++++ Brontekst ++++
ECLI:NL:RBSGR:2012:BX7549

Rechtbank 's-Gravenhage

Datum uitspraak
19 juli 2012
Publicatiedatum
5 april 2013
Zaaknummer
421506 / KG ZA 12-630
Instantie
Rechtbank 's-Gravenhage
Type
Uitspraak
Rechtsgebied
Civiel recht
Procedures
  • Kort geding
Vindplaatsen
  • Rechtspraak.nl
AI samenvatting door LexboostAutomatisch gegenereerd

Toepassing van de regeling voorwaardelijke invrijheidstelling op vreemdelingen zonder rechtmatig verblijf

In deze zaak staat de vraag centraal of de regeling van de voorwaardelijke invrijheidstelling, zoals die per 1 april 2012 is gewijzigd, van toepassing is op de eiser, een vreemdeling zonder rechtmatig verblijf in Nederland. De eiser was eerder veroordeeld tot een gevangenisstraf van vijf jaar wegens deelname aan zeeroof en had recht op voorwaardelijke invrijheidstelling per 2 mei 2012, op basis van de wetgeving die gold vóór de wijziging. De wijziging van artikel 15, derde lid, van het Wetboek van Strafrecht sluit vreemdelingen zonder rechtmatig verblijf uit van deze regeling. De voorzieningenrechter overweegt dat de wetswijziging niet in strijd is met het legaliteitsbeginsel of het Europees Verdrag voor de Rechten van de Mens (EVRM), omdat deze wijziging betrekking heeft op de tenuitvoerlegging van straffen en niet op de straf zelf. De eiser stelt dat de intrekking van zijn voorwaardelijke invrijheidstelling in strijd is met het vertrouwensbeginsel en de Europese Terugkeerrichtlijn, maar de voorzieningenrechter oordeelt dat de Staat verplicht is om onherroepelijke uitspraken van de strafrechter uit te voeren. De vordering van de eiser om zijn detentie te beëindigen wordt afgewezen, en hij wordt veroordeeld in de proceskosten. De uitspraak benadrukt de juridische gevolgen van wetswijzigingen voor vreemdelingen en de toepassing van het recht in het kader van detentie en invrijheidstelling.

Uitspraak

RECHTBANK 'S-GRAVENHAGE
Sector civiel recht - voorzieningenrechter
zaak- / rolnummer: 421506 / KG ZA 12-630
Vonnis in kort geding van 19 juli 2012
in de zaak van
[eiser],
thans verblijvende in de penitentiaire inrichting [X.], locatie [Y.],
eiser,
advocaat mr. D.H. van den Elzen te Rotterdam,
tegen:
de Staat der Nederlanden (Ministerie van Veiligheid en Justitie),
zetelende te 's-Gravenhage,
gedaagde,
advocaat mr. G.C. Nieuwland.
++++
▸ Doel 1:
Welke regels in de records bevatten het woord "ladder"? Zoek ze op en neem elke regel volledig over, waarbij hoofdletters en kleine letters verschil maken.
De brontekst en de records hebben elk een andere herkomst.
++++ Brongegevens ++++
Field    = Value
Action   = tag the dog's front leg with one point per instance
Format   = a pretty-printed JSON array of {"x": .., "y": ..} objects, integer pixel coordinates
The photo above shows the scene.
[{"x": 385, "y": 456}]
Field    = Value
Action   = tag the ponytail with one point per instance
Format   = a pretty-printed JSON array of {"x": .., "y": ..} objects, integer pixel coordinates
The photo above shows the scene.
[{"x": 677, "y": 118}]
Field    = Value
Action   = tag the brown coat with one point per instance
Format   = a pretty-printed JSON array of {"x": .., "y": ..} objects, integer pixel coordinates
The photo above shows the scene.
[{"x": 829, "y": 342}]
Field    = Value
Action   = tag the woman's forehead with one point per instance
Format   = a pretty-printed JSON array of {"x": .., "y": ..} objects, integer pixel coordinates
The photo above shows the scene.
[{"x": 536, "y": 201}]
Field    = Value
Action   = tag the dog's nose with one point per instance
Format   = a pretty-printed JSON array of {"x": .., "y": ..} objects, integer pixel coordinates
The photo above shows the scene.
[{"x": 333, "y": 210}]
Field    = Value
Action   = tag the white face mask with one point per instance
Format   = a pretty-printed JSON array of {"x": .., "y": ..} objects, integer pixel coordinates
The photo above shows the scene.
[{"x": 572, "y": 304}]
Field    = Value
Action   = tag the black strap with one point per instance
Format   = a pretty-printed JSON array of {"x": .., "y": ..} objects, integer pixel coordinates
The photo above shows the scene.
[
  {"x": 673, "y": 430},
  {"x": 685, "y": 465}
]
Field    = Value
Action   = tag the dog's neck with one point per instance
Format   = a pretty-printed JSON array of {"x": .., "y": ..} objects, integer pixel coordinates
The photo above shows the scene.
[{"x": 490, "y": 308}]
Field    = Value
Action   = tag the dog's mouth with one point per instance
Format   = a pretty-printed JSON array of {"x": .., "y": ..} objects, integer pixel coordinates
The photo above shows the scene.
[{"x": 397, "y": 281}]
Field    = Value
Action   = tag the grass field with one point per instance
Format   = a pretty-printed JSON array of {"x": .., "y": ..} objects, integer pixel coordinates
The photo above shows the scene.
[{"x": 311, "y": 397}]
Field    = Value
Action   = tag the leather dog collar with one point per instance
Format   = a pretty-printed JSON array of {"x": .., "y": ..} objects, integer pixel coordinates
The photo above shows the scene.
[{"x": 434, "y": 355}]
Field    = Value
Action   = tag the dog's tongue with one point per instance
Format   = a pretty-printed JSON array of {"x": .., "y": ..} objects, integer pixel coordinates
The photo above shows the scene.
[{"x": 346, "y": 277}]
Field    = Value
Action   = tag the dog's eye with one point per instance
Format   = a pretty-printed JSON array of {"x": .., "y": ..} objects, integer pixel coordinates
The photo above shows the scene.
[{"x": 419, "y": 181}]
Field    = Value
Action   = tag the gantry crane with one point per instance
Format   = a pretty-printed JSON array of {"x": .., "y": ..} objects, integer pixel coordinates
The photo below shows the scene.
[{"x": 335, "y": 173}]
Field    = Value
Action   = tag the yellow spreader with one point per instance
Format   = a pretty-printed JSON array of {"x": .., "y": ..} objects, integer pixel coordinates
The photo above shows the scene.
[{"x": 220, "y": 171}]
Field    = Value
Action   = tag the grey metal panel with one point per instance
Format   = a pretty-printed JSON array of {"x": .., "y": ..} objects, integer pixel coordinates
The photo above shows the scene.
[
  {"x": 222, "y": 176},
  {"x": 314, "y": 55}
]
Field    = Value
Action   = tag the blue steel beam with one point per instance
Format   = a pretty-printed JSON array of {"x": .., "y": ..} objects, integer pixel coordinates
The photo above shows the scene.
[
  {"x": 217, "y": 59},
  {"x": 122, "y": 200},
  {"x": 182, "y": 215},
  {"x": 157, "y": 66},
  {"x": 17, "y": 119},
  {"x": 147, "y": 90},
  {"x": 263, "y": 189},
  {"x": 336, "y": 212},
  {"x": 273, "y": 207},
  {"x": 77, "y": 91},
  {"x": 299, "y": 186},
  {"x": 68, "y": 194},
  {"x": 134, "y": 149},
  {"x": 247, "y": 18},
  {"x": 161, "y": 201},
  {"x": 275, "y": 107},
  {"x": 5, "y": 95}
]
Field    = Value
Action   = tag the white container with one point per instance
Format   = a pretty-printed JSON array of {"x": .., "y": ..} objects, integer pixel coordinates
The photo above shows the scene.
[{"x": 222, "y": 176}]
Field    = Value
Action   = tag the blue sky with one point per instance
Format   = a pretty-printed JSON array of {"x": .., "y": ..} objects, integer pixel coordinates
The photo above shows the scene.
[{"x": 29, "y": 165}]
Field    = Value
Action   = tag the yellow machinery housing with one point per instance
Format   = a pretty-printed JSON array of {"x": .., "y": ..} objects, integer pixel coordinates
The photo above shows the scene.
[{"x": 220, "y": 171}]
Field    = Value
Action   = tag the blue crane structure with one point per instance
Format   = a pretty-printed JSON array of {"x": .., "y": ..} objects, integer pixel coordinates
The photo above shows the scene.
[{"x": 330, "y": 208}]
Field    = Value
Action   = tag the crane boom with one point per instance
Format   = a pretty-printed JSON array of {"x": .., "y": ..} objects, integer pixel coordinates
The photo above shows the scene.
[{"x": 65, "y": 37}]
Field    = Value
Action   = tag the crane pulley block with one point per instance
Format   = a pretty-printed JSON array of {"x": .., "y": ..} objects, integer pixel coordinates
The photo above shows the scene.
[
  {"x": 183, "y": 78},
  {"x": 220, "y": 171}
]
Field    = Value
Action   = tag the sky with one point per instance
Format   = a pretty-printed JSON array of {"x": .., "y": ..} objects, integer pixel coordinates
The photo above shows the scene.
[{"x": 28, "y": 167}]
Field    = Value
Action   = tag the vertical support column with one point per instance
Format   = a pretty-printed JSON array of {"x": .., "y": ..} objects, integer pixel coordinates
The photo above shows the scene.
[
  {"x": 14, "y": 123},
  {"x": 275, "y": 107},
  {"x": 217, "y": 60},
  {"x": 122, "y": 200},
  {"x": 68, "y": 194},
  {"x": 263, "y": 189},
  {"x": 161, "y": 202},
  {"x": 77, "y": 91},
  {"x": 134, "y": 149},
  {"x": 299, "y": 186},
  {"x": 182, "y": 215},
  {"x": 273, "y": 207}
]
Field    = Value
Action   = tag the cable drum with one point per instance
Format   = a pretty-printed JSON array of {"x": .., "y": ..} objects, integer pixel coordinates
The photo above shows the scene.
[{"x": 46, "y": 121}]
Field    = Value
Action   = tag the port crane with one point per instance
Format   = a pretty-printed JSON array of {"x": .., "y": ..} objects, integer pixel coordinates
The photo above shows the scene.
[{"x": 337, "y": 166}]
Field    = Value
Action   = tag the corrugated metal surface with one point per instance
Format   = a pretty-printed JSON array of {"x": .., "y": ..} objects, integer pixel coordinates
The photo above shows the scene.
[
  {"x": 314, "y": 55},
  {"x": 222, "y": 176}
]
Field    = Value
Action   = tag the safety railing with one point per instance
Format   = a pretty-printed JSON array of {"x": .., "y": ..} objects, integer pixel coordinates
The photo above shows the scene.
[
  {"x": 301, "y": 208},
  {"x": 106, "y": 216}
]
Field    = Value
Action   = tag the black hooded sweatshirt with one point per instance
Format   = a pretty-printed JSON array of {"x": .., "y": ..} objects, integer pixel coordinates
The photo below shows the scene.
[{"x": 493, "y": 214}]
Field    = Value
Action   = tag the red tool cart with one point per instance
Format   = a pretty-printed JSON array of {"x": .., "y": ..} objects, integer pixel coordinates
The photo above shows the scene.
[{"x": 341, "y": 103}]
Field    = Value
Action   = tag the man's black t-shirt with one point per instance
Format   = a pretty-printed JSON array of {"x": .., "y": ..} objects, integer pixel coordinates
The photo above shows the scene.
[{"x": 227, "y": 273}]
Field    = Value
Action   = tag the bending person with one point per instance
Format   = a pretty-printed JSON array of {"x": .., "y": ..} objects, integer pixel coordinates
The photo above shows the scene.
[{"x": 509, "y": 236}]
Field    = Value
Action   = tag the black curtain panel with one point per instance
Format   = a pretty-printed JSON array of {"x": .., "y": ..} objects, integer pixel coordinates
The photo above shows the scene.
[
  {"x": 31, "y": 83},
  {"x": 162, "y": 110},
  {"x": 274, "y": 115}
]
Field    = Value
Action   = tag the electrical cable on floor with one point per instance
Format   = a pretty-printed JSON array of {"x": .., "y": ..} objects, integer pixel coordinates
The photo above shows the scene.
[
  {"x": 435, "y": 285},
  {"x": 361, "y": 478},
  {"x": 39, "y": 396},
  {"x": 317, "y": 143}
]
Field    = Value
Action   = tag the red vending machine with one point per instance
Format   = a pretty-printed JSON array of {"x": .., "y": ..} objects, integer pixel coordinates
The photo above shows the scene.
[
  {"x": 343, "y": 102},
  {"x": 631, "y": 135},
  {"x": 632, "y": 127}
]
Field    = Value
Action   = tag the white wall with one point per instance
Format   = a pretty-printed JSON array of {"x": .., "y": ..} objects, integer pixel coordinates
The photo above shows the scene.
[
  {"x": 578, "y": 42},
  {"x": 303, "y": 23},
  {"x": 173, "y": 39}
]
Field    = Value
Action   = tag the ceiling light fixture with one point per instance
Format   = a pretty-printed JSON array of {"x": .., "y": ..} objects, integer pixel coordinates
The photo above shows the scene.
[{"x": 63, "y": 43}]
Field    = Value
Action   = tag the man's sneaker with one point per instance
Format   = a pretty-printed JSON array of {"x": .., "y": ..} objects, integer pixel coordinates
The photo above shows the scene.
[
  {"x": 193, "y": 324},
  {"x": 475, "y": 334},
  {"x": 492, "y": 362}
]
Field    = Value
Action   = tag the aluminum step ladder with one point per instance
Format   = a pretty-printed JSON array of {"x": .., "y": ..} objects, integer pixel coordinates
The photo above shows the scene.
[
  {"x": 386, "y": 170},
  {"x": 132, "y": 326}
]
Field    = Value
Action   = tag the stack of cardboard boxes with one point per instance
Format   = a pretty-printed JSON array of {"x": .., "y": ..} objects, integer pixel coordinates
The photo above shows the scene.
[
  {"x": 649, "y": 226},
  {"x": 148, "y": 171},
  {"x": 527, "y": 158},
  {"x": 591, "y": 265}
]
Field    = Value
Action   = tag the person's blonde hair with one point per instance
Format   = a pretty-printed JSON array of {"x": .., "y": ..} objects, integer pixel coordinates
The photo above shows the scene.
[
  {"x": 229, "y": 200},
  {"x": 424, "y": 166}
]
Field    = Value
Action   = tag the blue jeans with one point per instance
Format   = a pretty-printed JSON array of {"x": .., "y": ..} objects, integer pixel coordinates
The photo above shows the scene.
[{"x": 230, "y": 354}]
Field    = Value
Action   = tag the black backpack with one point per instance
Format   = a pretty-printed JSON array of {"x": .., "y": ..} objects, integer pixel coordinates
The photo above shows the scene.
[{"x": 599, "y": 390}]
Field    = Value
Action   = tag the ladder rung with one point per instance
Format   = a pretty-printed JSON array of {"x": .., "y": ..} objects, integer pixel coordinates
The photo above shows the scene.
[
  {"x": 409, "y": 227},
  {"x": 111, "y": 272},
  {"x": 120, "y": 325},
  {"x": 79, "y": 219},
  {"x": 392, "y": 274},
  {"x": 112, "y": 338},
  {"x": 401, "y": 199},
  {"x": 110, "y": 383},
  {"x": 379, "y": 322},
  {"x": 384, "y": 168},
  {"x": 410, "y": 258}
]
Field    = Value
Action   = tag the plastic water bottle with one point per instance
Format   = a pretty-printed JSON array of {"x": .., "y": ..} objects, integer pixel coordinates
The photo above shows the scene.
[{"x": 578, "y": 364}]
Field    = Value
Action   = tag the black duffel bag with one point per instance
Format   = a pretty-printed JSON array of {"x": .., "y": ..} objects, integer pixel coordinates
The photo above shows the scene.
++++
▸ Doel 2:
Zet de brontekst over de voorwaardelijke invrijheidstelling van vreemdelingen zonder rechtmatig verblijf voort vanaf de laatste regel die er staat.

▸ Uitvoer 1:
Action   = tag the aluminum step ladder with one point per instance
Action   = tag the ladder rung with one point per instance

▸ Uitvoer 2:
Partijen worden hierna respectievelijk aangeduid als '[eiser]' en 'de Staat'.
1. De feiten
Op grond van de stukken en het verhandelde ter zitting van 12 juli 2012 wordt in dit geding van het volgende uitgegaan.
1.1. [eiser] is bij vonnis van 17 juni 2010 door de rechtbank Rotterdam veroordeeld tot een gevangenisstraf voor de tijd van vijf jaren wegens het als schepeling deelnemen aan zeeroof. Dit vonnis is sinds 2 juli 2010 onherroepelijk.
1.2. Bij beschikking van 30 juli 2010 van het hoofd van de Immigratie- en Naturalisatiedienst (IND) is aan [eiser] bericht dat hij op grond van artikel 67 eerste lid aanhef en onder c van de Vreemdelingenwet 2000 (hierna: Vreemdelingenwet) ongewenst wordt verklaard. Als gevolg daarvan is [eiser] een vreemdeling die geen rechtmatig verblijf heeft in Nederland in de zin van artikel 8 Vreemdelingenwet.
1.3. De advocaat-generaal van het Ressortspartket Arnhem heeft bij besluit van 27 februari 2012 aan [eiser] bericht - voor zover hier van belang - dat hij zich met ingang van zijn voorwaardelijke invrijheidstelling, op dat moment berekend op 2 mei 2012, gedurende een proeftijd van 609 dagen, heeft te houden aan de bij wet gestelde algemene voorwaarde, zijnde het niet plegen van een strafbaar feit.
1.4. Op 1 april 2012 is een wetswijziging in werking getreden, inhoudende dat aan artikel 15, derde lid, van het Wetboek van Strafrecht (hierna: Sr) een onderdeel c. is toegevoegd. Hierdoor is het tweede lid van dit artikel ("de veroordeelde tot tijdelijke gevangenisstraf van meer dan twee jaren wordt voorwaardelijk in vrijheid gesteld wanneer hij tweederde gedeelte daarvan heeft ondergaan") niet van toepassing indien (c.) de veroordeelde een vreemdeling is die geen rechtmatig verblijf heeft in Nederland in de zin van artikel 8 Vreemdelingenwet. Bij de wetswijziging is niet in overgangsrecht voorzien.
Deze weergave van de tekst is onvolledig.